= TEXT SHOWN =
[Start]

I'm Samuel Porta - Founder and CEO of the Georgia Tech Startup queues. I've spent years working on startups so I thought I would post some useful tips for anyone else looking to get started.
New entrepreneurs almost always fall victim to one of these 4 mistakes when they start a startup - Here is how to avoid all of them. Enjoy!
If you'd prefer to watch my video discussing these points here is the link: https://youtu.be/8zSivkPS1iA
So what are the 4 mistakes that almost all new entrepreneurs fall victim to?
#1 Focusing on a Product/Solution
Many entrepreneurs are too quick to get fixated on a product or a particular solution to a problem. Creating a Startup is NOT about the product/solution it is about the PROBLEM. Remember - There are a million ways you can solve any problem, what’s more important is to figure out if people care enough about a problem to pay for a solution.

[End]

= TASKS AND EXERCISES =
1) Why does the startup tips post say a startup is about the problem rather than the product or solution?
2) In the startup tips post, switch "entrepreneurs" to "founders" in the stretch from "#1 Focusing on" through "for a solution.".

= DATA PROVIDED =

[Start]

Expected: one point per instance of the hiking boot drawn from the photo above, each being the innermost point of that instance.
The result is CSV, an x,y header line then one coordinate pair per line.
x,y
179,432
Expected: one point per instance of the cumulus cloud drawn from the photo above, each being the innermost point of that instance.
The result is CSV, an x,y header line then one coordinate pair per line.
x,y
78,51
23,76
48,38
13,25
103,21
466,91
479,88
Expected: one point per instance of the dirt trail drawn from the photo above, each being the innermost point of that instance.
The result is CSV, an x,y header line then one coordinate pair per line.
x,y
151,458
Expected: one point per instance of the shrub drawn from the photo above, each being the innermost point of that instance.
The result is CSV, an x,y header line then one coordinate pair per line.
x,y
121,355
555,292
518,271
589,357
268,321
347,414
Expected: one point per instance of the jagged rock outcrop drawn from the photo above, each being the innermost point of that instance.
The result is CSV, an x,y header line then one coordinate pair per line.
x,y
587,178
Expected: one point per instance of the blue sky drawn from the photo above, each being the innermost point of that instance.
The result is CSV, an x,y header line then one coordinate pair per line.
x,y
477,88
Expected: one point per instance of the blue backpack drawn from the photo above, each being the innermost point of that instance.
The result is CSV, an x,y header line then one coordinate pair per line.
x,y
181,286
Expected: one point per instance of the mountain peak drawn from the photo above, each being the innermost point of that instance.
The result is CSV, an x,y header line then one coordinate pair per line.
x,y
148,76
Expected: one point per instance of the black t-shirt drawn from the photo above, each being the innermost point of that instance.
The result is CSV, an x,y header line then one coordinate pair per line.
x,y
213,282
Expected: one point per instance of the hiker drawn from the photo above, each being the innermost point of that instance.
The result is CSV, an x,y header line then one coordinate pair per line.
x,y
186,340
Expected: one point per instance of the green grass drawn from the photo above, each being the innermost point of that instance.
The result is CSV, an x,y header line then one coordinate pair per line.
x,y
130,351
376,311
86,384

[End]

= ANSWERS BELOW =
1) Any problem can be solved in a million ways. What matters more is finding out whether people care enough about a problem to pay for a solution.

2)
#1 Focusing on a Product/Solution
Many founders are too quick to get fixated on a product or a particular solution to a problem. Creating a Startup is NOT about the product/solution it is about the PROBLEM. Remember - There are a million ways you can solve any problem, what’s more important is to figure out if people care enough about a problem to pay for a solution.